[Records from a collection]
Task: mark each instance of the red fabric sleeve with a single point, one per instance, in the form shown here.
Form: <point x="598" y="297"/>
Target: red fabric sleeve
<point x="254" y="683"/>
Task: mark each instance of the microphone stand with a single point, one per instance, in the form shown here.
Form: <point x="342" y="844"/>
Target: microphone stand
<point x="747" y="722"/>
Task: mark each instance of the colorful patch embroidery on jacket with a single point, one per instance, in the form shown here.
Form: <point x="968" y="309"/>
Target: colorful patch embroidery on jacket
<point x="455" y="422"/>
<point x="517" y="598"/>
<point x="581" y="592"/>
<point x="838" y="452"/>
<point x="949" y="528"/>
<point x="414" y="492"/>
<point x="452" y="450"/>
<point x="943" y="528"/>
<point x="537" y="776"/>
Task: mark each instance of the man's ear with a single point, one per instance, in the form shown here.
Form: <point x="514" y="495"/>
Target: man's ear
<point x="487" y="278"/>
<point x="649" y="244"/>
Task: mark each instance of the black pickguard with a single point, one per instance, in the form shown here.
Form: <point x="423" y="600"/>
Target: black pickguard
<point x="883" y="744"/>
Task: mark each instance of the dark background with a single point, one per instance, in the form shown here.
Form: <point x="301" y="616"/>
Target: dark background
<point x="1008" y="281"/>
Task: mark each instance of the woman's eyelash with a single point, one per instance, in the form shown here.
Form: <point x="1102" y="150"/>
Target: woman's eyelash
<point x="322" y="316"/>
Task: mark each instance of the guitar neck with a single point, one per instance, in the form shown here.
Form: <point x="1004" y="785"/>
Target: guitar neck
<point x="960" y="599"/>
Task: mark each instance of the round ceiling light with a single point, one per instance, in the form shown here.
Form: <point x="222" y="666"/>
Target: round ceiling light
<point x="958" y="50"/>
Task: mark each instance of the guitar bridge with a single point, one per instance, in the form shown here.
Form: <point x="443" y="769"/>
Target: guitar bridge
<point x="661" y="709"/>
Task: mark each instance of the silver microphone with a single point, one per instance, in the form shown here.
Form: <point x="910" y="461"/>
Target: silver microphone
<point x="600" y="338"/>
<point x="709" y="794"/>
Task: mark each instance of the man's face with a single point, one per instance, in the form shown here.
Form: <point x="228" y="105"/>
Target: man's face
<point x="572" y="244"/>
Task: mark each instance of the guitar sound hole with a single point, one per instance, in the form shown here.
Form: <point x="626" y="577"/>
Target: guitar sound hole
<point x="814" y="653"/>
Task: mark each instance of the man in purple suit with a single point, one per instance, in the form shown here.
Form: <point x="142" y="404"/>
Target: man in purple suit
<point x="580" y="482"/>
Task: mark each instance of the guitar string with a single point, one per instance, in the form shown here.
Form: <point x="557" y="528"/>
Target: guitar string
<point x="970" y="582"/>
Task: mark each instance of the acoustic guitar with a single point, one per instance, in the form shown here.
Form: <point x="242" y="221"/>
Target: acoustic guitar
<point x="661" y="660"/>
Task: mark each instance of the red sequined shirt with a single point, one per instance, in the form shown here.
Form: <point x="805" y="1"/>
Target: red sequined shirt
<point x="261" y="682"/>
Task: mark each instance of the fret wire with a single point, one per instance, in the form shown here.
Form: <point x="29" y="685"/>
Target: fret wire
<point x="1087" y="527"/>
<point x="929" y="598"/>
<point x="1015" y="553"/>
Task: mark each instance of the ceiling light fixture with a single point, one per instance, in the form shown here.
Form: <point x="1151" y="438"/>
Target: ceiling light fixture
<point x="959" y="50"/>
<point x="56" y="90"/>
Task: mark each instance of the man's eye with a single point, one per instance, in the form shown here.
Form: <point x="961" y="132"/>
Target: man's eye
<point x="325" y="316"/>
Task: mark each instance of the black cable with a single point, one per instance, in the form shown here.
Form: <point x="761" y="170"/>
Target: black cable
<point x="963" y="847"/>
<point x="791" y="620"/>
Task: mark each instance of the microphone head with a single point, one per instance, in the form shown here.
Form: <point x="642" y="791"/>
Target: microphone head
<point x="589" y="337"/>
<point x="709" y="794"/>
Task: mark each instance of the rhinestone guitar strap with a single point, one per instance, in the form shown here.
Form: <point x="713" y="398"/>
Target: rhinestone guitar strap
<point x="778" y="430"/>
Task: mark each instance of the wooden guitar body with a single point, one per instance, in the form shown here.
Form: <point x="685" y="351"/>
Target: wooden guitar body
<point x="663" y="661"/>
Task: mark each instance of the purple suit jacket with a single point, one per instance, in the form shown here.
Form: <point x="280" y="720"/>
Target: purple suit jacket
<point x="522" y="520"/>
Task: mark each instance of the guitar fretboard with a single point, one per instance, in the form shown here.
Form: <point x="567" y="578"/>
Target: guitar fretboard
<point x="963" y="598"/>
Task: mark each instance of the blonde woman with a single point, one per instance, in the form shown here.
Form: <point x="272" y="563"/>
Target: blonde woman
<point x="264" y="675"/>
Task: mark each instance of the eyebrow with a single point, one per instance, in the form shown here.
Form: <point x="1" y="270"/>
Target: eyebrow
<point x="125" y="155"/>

» Your task
The answer must consist of every entry, set down exactly as given.

» Completed task
Task: mark each instance of the red fabric sleeve with a single point, one per instance, in the form shown here.
Form: <point x="598" y="297"/>
Target: red fabric sleeve
<point x="254" y="683"/>
Task: mark each instance of the microphone stand with a single point, one per instance, in the form shown here.
Form: <point x="342" y="844"/>
Target: microphone stand
<point x="747" y="722"/>
Task: mark each instance of the colorful patch embroidery on jacket with a single point, one per instance, in the form shown here.
Form: <point x="968" y="309"/>
Target: colorful patch embroidery on jacket
<point x="455" y="422"/>
<point x="517" y="598"/>
<point x="581" y="592"/>
<point x="838" y="452"/>
<point x="949" y="528"/>
<point x="414" y="492"/>
<point x="452" y="450"/>
<point x="943" y="528"/>
<point x="537" y="776"/>
Task: mark each instance of the man's ear with a single point, one per instance, in the form shown here.
Form: <point x="514" y="495"/>
Target: man's ear
<point x="487" y="278"/>
<point x="649" y="244"/>
Task: mark each instance of the black pickguard with a single point, one per instance, in the form shown here.
Form: <point x="423" y="600"/>
Target: black pickguard
<point x="883" y="744"/>
Task: mark each instance of the dark background with a single point, one per instance, in the form shown here.
Form: <point x="301" y="616"/>
Target: dark background
<point x="1008" y="281"/>
Task: mark each instance of the woman's eyelash with a single point, one per instance, in the form shown here.
Form: <point x="1102" y="150"/>
Target: woman's eyelash
<point x="322" y="316"/>
Task: mark each instance of the guitar neck with a single point, one per instance, in the form shown here.
Form: <point x="1004" y="785"/>
Target: guitar neck
<point x="960" y="599"/>
Task: mark each instance of the round ceiling light with a single point, one per instance, in the form shown here.
Form: <point x="222" y="666"/>
Target: round ceiling light
<point x="958" y="50"/>
Task: mark each instance of the guitar bridge with a single point, one per instance, in the form shown here.
Form: <point x="443" y="769"/>
Target: guitar bridge
<point x="661" y="709"/>
Task: mark each instance of the silver microphone with a single point, one per instance, in the form shown here.
Form: <point x="910" y="461"/>
Target: silver microphone
<point x="600" y="338"/>
<point x="709" y="794"/>
Task: mark each instance of the man's face with a single point, one per instance, in the form shown here.
Form: <point x="228" y="105"/>
Target: man's face
<point x="572" y="244"/>
Task: mark each instance of the guitar sound hole with a single point, one per instance, in the form shown here.
Form: <point x="626" y="577"/>
Target: guitar sound hole
<point x="814" y="653"/>
Task: mark each instance of the man in purple suit with a single point, one per instance, in the form shown here.
Form: <point x="142" y="404"/>
Target: man in purple suit
<point x="580" y="482"/>
Task: mark each instance of the guitar string with a single point, one per instance, in the form shown here.
Form: <point x="557" y="528"/>
Target: guitar string
<point x="970" y="582"/>
Task: mark each instance of the acoustic guitar with a single point, one per instance, in the form shown here.
Form: <point x="242" y="221"/>
Target: acoustic guitar
<point x="661" y="660"/>
Task: mark each instance of the red sequined shirt with a single point, one per instance, in the form shown here.
Form: <point x="805" y="1"/>
Target: red sequined shirt
<point x="261" y="682"/>
Task: mark each instance of the fret wire with a single point, one per instance, in the form shown here.
Form: <point x="29" y="685"/>
Target: fret wire
<point x="1087" y="527"/>
<point x="929" y="598"/>
<point x="1015" y="553"/>
Task: mark each instance of the ceiling light fixture with a single point, one per instance, in the form shown here.
Form: <point x="1151" y="438"/>
Target: ceiling light fixture
<point x="959" y="50"/>
<point x="56" y="90"/>
Task: mark each instance of the man's eye with a single point, one per instance, in the form shown here.
Form: <point x="961" y="132"/>
Target: man's eye
<point x="325" y="316"/>
Task: mark each instance of the black cable with a single point, one per instance, in the form shown here.
Form: <point x="761" y="170"/>
Target: black cable
<point x="963" y="847"/>
<point x="791" y="620"/>
Task: mark each instance of the microphone head with a single point, one per instance, in the form shown here.
Form: <point x="642" y="791"/>
Target: microphone head
<point x="589" y="337"/>
<point x="709" y="794"/>
Task: mark each instance of the rhinestone guitar strap with a single point, one per instance, in the form shown here.
Form: <point x="713" y="398"/>
Target: rhinestone guitar strap
<point x="778" y="430"/>
Task: mark each instance of the wooden guitar body with a single point, one per instance, in the form shown here.
Form: <point x="685" y="351"/>
Target: wooden guitar body
<point x="663" y="661"/>
Task: mark each instance of the purple suit jacket with a single point, one per instance, in the form shown here.
Form: <point x="280" y="720"/>
Target: purple suit jacket
<point x="522" y="520"/>
Task: mark each instance of the guitar fretboard with a single point, one per instance, in the form shown here.
Form: <point x="567" y="578"/>
Target: guitar fretboard
<point x="963" y="598"/>
Task: mark each instance of the blonde woman with a single point, one per instance, in the form shown here.
Form: <point x="272" y="563"/>
Target: blonde woman
<point x="264" y="675"/>
Task: mark each instance of the eyebrow with a single point, one per instance, in the form shown here.
Form: <point x="1" y="270"/>
Target: eyebrow
<point x="125" y="155"/>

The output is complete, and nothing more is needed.